(Collected data)
______

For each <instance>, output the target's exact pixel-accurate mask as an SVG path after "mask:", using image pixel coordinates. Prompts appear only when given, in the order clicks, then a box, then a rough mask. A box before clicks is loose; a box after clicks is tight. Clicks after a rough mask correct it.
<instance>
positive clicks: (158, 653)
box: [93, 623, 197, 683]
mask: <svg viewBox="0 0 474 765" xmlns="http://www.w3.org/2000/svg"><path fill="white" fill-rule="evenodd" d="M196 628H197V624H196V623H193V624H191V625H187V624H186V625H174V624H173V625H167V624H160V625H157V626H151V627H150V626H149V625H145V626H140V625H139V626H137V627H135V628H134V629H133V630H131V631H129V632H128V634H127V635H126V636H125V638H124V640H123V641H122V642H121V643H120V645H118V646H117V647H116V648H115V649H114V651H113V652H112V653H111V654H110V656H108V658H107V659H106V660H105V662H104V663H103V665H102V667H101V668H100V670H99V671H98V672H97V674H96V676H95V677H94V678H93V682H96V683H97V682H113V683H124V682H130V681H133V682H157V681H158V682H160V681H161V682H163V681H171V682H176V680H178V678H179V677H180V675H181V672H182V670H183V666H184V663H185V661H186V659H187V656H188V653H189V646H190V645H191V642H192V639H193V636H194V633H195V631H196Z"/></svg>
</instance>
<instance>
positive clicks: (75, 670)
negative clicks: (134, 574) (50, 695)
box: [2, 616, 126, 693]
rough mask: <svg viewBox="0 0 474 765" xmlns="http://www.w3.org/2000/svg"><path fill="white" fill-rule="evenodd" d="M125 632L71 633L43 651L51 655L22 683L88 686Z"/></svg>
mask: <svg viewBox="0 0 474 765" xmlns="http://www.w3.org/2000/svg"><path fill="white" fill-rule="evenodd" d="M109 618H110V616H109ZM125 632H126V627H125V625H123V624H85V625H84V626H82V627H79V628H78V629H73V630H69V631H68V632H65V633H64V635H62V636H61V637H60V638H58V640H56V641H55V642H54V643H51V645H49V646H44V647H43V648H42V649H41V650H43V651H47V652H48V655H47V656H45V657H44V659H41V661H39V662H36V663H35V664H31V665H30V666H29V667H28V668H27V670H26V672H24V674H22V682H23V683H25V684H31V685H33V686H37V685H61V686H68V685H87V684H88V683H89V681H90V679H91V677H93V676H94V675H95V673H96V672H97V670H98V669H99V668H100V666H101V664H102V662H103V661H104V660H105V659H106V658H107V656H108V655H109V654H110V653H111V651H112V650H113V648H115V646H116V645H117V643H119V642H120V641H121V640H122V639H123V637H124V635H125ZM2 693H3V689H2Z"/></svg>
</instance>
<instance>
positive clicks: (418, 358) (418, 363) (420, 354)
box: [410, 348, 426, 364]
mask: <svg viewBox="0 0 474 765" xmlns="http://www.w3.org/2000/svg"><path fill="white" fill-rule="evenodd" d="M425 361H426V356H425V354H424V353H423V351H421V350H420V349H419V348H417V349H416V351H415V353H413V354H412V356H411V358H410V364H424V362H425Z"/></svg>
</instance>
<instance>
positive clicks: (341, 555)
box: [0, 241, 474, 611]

______

WHAT THE TASK ASKS: Collect every line with the string "clicks" from the records, and copy each.

RESPONSE TO THE TASK:
For each <instance>, output the target's exact pixel-accurate mask as an SVG path after "mask:", using image pixel coordinates. Prompts appear only when given, in the order clicks, then a box, then a rough mask. A box before clicks is loose; a box after clicks is tight. Clicks after a rough mask correct it.
positive clicks: (158, 653)
positive clicks: (75, 670)
negative clicks: (134, 574) (50, 695)
positive clicks: (418, 358) (418, 363) (420, 354)
positive clicks: (341, 555)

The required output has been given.